Top of Text shown

The ciphers sent to newspapers became central to the investigation. The 408-symbol cipher was cracked in just under a week by Donald and Bettye Harden. Their plaintext revealed the killer’s obsession with the afterlife and his desire for notoriety. The unsolved 340-character cipher, long a frustration for investigators, was only broken in 2020 by a team including David Oranchak, Sam Blake, and Jarl Van Eycke. They used computer algorithms to find possible encryption patterns, eventually discovering that the message contained no identity but more boasts and taunts.
Physical evidence linked the Lake Herman Road and Blue Rock Springs murders through ballistics: the same type of handgun, a .22-caliber semi-automatic, was used in both attacks. The Lake Berryessa attack was committed with a knife, further complicating the search for a pattern. At Presidio Heights, police recovered partial fingerprints from the taxi cab and witnesses provided a composite sketch. Still, no suspect could be positively matched.
Thousands of tips poured in after each letter was published. The public was terrified: parents kept children indoors, and taxi drivers in San Francisco refused to pick up fares alone at night. The killer’s letters made specific threats, including to “pick off the kiddies as they come bouncing out” of a school bus. Police began escorting buses and monitoring potential targets. The San Francisco Police Department assigned dozens of officers to the case at its peak, and the FBI maintained a file on the unidentified subject.
Over the years, investigators identified dozens of persons of interest. Handwriting experts compared the Zodiac’s distinctive block-lettered script to thousands of samples. Amateur code-breakers around the world tried to solve the remaining ciphers. Despite these efforts, no one was ever arrested or charged for the Zodiac murders.
The Zodiac’s reign of terror ended as abruptly as it began. After 1974, no more confirmed letters arrived. Some later communications were sent to newspapers and police, but their authenticity remains disputed. The official tally remains at five dead, two injured, and a nation left with unanswered questions.
The Zodiac Killer’s crimes exposed the vulnerability of both law enforcement and the public. The case revealed the limitations of forensic technology in the late 1960s and early 1970s: fingerprint analysis was still rudimentary, and DNA testing did not exist. The killer’s use of ciphers and public taunts demonstrated an unprecedented interplay between the media and a murderer. The Zodiac forced police and newspapers into a cat-and-mouse game played out on the front pages.
Former FBI profiler Gregg McCrary later noted that “the killer constantly changed his method of operating and openly admitted that murder was sport for him.” This unpredictability — shifting from shootings to stabbings, from couples in rural areas to a lone cab driver in the city — kept investigators guessing and heightened public fear.
The case highlighted how one individual, armed with cunning and a flair for theatrics, could dominate headlines and paralyze a region. The killer’s tendency to write letters filled with deliberate misspellings and inside jokes pointed to a desire not just for violence but for cultural immortality. Two of his ciphers remained unsolved for decades, the last broken more than half a century after it was mailed.
The Zodiac’s cross-circle symbol — hand-drawn on victims’ cars and letterheads — came to represent not just a killer but a mystery. The final confirmed letter, mailed in 1974, referenced a horror film and ended with a chilling score: 37 victims, zero arrests. Decades of investigation, thousands of suspects, dozens of lives lost or shattered — and the killer’s identity remains unknown.

Bottom of Text shown
Top of Information

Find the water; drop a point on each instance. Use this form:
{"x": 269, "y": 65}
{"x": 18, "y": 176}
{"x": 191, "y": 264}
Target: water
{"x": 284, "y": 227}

Bottom of Information

◆ **What you need to do**
Copy everything from "The Zodiac Killer’s" down to "the front pages." in the text on the Zodiac Killer, substituting "primitive" for "rudimentary".

◆ **The answer**
The Zodiac Killer’s crimes exposed the vulnerability of both law enforcement and the public. The case revealed the limitations of forensic technology in the late 1960s and early 1970s: fingerprint analysis was still primitive, and DNA testing did not exist. The killer’s use of ciphers and public taunts demonstrated an unprecedented interplay between the media and a murderer. The Zodiac forced police and newspapers into a cat-and-mouse game played out on the front pages.